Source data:
--- --- ---

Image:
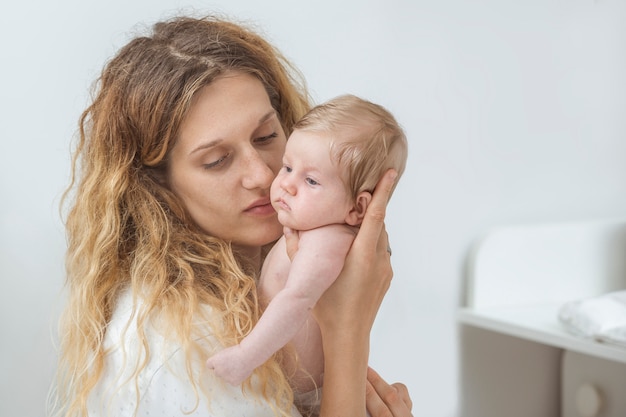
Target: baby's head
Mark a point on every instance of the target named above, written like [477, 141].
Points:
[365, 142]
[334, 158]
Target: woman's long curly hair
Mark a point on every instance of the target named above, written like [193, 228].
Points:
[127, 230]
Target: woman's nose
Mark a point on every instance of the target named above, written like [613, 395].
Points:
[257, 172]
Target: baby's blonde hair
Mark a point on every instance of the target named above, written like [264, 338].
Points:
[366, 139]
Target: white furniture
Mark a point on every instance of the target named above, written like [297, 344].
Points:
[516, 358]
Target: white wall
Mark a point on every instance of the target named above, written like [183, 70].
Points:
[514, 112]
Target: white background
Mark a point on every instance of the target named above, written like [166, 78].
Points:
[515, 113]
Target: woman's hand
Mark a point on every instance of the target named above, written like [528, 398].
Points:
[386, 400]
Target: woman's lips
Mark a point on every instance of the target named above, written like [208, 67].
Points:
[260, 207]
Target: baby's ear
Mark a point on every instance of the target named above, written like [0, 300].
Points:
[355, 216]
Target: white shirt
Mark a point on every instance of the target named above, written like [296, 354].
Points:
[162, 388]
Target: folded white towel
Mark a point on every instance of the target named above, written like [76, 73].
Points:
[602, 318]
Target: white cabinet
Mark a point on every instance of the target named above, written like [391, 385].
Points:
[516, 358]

--- --- ---

▶ _Directions_
Render the entries above as a numbered list with one line per item, skipping blank lines. Leave the picture out.

▶ _Expected answer_
1. Image:
2. Target: baby's head
3. Mark a point on every instance of the target named above, written like [477, 141].
4. Points:
5. [365, 142]
6. [334, 158]
7. Target: woman's long curly hair
8. Mark a point on every instance of the target named above, written like [193, 228].
9. Points:
10. [127, 230]
11. Target: woman's nose
12. Mark a point on every instance of the target named above, written like [613, 395].
13. Points:
14. [257, 172]
15. Target: baby's blonde hair
16. Mark a point on every instance of the target named above, written like [264, 338].
17. Points:
18. [366, 139]
19. Target: white furniture
20. Mark a point on every instance of the target named above, written like [297, 344].
21. Points:
22. [516, 358]
23. Target: white wall
24. Mark a point on every instance of the target named above, written like [183, 70].
25. Points:
26. [514, 112]
27. Target: white background
28. Mark a point on every instance of the target named above, written like [166, 78].
29. Points:
30. [515, 113]
31. Target: woman's hand
32. Mark a point on every instance of the target named above, written like [528, 398].
33. Points:
34. [386, 400]
35. Target: woman's lips
36. Mark a point on every instance of the target named above, written like [208, 67].
37. Points:
38. [260, 207]
39. Target: baby's ear
40. Mark a point on every instance of the target named above, written like [0, 300].
41. Points:
42. [355, 216]
43. Target: white shirt
44. Mark a point on every instance of the target named above, written like [296, 354].
45. Points:
46. [162, 388]
47. Target: folded white towel
48. Mark a point on every instance of the target named above, written like [76, 73].
49. Points:
50. [602, 318]
51. Target: white cabinet
52. Mark a point on every instance of the target named above, written like [391, 385].
53. Points:
54. [516, 358]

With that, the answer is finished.